**Page extract**
Jan 11, 2002 06:31 AM
by Gerald Schueler


Dallas, thanks for your very thoughtful post. I enjoyed it very much. The following are some nit-picks and technicalities that are really just suggestions and thoughts.


<<<If I understand you correctly the "belief system" and our "self-image" are possible variables. It appears to me that these
always reside along with as well as in contrast to REALITY whatever that stable "background" may be.)>>>

Dear Dallas, your qualifier "possible" is probably unnecesary. Our worldview and our self-image combine to form our karmic reality. They are exactly what we think reality is at any given point in space-time. Your "REALITY" here is an absolute, and would equate with the divine Monad or perhaps divinity itself. Until we reach that ultimate point as we go along our Path, our only reality will continue to be our worldview and our self-image. 

The reason why Vajrayana works so well (and magic in general), is that it includes deliberate conscious efforts to change our worldview and our self-image. In a nutshell, in Deity Yoga we actually change our self-image into a deity and our worldview into a mandala, and in this way change our reality from material to spiritual. Normal meditation does this too, but is much slower.

**Directive**
Reproduce the part of the post on worldview and self-image from "The reason why" up to and including "is much slower.".

(Records drawn from a data source)

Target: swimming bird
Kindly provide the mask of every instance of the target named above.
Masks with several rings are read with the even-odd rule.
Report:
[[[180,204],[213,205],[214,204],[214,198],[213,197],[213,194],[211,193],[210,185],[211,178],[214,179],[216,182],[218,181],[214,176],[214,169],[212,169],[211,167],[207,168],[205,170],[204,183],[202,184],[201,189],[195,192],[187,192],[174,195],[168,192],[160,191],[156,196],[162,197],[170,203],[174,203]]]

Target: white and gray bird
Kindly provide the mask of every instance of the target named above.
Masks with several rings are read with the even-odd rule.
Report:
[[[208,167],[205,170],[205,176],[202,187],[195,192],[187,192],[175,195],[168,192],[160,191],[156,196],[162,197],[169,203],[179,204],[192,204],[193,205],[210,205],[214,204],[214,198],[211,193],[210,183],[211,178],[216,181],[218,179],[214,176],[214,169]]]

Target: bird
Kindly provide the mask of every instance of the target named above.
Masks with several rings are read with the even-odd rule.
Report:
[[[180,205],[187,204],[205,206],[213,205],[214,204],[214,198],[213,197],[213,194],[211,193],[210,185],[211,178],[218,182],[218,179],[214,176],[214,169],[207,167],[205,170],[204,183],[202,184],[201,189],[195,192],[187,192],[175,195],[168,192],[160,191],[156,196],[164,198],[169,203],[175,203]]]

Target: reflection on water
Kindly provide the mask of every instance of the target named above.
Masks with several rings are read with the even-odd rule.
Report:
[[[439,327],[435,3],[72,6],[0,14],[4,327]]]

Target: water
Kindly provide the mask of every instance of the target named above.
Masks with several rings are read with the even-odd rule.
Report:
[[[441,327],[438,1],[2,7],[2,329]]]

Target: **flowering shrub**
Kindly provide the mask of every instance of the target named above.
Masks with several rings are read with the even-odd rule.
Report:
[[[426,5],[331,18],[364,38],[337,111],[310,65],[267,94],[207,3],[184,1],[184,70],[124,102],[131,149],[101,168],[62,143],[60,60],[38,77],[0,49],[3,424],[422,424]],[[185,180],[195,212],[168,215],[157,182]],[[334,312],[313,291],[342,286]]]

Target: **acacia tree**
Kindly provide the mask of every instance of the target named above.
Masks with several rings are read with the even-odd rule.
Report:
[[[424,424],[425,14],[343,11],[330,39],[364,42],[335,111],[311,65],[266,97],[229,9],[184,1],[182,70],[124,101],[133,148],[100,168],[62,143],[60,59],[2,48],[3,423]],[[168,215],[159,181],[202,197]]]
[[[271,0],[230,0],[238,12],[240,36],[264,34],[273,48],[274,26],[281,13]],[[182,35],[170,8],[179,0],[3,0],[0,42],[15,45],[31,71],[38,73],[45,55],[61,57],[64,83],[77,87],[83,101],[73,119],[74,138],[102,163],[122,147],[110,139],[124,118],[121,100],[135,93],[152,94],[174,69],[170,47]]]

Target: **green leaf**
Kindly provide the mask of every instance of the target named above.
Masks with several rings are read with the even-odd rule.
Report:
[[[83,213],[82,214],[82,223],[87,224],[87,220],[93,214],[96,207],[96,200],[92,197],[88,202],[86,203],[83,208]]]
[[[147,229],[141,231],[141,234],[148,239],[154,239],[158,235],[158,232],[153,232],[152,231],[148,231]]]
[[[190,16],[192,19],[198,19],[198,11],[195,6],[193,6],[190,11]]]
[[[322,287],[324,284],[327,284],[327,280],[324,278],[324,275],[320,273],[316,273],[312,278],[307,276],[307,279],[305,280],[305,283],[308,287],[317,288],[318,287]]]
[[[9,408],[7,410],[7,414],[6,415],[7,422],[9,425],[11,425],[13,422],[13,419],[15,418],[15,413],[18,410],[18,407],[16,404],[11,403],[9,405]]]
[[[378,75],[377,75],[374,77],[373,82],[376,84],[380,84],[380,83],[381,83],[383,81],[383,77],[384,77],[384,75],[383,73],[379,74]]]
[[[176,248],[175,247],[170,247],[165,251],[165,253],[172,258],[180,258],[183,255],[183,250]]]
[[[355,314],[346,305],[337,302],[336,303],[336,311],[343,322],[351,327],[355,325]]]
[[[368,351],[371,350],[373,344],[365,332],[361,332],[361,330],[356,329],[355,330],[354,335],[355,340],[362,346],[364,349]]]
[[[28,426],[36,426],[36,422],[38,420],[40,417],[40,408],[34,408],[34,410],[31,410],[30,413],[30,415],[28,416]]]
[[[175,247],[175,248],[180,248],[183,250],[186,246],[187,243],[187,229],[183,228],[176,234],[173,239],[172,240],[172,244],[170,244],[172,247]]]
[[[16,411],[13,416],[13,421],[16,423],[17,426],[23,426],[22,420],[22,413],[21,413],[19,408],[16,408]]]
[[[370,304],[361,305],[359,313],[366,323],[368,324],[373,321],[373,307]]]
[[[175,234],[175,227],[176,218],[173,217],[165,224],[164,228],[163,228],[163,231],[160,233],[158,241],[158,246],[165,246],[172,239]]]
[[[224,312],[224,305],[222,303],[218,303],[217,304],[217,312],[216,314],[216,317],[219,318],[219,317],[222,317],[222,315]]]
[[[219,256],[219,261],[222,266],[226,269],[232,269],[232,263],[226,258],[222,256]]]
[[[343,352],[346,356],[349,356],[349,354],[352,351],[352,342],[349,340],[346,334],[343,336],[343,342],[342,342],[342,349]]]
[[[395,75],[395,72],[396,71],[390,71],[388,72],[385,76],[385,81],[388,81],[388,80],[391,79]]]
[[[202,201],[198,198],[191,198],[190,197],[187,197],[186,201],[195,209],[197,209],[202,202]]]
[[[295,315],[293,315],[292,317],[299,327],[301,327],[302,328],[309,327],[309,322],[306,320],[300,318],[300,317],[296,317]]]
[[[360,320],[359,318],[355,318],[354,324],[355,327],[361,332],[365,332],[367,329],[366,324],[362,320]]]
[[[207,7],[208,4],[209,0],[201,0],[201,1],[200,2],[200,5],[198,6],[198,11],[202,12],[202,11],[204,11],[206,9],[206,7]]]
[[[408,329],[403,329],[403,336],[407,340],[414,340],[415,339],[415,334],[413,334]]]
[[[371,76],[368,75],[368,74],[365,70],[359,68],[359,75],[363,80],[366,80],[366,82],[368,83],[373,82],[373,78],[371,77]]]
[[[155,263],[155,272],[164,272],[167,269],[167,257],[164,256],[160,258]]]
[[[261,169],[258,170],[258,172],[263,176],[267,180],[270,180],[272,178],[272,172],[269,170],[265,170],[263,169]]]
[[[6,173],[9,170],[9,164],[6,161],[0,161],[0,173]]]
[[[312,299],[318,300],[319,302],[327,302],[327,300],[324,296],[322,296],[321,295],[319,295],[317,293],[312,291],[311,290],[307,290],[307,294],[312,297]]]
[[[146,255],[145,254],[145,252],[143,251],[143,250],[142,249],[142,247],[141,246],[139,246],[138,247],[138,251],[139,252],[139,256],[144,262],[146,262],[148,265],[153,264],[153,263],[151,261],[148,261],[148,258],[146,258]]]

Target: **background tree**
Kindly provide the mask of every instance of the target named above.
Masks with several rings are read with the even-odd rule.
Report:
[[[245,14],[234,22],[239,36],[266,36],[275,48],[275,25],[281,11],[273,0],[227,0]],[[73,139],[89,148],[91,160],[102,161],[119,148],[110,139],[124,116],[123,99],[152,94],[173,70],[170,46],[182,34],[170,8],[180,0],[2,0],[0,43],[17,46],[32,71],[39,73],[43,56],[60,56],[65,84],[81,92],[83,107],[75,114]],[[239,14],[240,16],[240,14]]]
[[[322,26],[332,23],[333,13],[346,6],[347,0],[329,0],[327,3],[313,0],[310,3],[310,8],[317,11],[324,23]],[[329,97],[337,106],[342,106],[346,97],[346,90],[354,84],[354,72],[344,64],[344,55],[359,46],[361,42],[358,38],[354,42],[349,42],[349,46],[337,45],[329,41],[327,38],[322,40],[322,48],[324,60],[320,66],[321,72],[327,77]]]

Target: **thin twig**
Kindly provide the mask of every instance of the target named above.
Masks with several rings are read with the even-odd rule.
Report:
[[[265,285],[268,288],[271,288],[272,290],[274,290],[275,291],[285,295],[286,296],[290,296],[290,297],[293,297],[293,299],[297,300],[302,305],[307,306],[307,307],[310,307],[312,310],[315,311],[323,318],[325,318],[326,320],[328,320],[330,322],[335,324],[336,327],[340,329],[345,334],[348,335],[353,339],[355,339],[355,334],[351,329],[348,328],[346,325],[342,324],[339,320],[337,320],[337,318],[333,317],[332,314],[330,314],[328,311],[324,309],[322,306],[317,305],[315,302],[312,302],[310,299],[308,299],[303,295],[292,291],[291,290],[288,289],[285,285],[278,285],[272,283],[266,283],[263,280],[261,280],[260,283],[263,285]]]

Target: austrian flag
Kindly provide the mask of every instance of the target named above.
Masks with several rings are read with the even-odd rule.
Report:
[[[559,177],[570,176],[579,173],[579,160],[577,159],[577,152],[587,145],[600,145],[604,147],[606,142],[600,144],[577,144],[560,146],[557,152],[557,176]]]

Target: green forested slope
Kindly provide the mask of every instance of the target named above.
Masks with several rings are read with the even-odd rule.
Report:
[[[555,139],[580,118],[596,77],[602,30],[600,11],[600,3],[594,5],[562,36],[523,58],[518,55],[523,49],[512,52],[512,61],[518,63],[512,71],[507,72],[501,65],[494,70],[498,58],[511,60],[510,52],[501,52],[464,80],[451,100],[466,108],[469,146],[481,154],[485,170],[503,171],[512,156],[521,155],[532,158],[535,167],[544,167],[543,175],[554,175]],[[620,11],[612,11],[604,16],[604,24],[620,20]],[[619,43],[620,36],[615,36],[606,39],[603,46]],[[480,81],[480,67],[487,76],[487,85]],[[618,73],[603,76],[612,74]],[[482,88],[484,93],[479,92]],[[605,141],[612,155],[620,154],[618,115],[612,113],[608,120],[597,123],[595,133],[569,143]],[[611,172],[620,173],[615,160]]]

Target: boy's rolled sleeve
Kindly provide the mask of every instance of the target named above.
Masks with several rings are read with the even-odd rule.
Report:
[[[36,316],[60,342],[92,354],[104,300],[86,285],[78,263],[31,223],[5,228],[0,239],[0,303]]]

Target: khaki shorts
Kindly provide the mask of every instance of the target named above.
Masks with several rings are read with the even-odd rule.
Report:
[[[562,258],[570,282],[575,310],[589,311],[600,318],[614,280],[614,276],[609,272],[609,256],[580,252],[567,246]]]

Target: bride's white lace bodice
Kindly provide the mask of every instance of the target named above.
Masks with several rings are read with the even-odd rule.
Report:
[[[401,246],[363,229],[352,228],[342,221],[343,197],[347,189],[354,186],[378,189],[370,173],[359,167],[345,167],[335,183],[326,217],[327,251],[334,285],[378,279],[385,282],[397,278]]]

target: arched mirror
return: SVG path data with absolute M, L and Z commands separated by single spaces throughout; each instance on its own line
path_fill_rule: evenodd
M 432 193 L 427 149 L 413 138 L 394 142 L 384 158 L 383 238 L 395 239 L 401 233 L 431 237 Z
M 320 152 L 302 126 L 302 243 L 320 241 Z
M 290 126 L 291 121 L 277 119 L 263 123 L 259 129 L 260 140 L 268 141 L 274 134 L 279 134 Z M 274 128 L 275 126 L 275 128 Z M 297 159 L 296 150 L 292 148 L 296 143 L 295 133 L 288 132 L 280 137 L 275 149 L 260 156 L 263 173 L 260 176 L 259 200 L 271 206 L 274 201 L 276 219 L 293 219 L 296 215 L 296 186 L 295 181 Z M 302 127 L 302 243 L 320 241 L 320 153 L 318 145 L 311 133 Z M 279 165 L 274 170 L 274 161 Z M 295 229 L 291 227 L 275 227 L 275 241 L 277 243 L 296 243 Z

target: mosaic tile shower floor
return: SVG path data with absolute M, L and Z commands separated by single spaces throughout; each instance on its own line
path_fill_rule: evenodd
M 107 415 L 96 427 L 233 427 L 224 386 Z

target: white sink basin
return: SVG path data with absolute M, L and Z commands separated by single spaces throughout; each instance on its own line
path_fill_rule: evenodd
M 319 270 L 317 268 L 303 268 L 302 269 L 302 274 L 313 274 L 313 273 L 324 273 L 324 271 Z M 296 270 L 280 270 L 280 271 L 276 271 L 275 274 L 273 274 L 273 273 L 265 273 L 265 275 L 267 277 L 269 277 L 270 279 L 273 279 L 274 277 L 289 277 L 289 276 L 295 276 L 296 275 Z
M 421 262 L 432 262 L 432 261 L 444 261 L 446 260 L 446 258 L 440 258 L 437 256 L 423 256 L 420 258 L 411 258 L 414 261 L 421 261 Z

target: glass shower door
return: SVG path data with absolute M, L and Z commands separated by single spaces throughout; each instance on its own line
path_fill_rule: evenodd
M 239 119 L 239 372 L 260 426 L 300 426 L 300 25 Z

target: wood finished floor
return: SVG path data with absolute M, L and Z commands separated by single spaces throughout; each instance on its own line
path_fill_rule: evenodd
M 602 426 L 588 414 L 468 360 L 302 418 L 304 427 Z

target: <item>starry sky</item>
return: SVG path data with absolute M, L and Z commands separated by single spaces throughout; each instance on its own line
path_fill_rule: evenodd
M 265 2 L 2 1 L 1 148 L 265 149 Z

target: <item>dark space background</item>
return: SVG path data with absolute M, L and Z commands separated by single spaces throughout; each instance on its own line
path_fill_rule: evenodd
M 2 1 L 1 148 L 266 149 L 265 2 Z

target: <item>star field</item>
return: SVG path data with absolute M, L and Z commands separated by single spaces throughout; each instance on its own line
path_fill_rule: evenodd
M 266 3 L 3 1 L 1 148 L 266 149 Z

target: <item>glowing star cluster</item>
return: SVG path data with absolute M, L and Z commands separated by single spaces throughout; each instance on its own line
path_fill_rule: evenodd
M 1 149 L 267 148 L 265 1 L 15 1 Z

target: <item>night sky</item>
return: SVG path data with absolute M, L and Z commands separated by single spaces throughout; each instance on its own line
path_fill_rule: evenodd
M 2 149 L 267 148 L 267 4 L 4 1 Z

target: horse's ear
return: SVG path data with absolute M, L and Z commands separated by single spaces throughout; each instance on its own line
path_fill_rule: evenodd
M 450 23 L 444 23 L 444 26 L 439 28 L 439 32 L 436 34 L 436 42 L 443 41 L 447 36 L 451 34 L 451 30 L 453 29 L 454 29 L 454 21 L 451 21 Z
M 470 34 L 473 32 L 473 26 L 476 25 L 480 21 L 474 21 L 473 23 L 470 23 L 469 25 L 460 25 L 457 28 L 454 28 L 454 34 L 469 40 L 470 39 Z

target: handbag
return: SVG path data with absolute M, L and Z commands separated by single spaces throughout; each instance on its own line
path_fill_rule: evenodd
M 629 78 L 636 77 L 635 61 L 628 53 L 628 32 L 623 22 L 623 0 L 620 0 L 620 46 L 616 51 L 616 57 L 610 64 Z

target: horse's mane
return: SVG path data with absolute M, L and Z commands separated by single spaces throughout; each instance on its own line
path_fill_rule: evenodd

**Answer in full**
The reason why Vajrayana works so well (and magic in general), is that it includes deliberate conscious efforts to change our worldview and our self-image. In a nutshell, in Deity Yoga we actually change our self-image into a deity and our worldview into a mandala, and in this way change our reality from material to spiritual. Normal meditation does this too, but is much slower.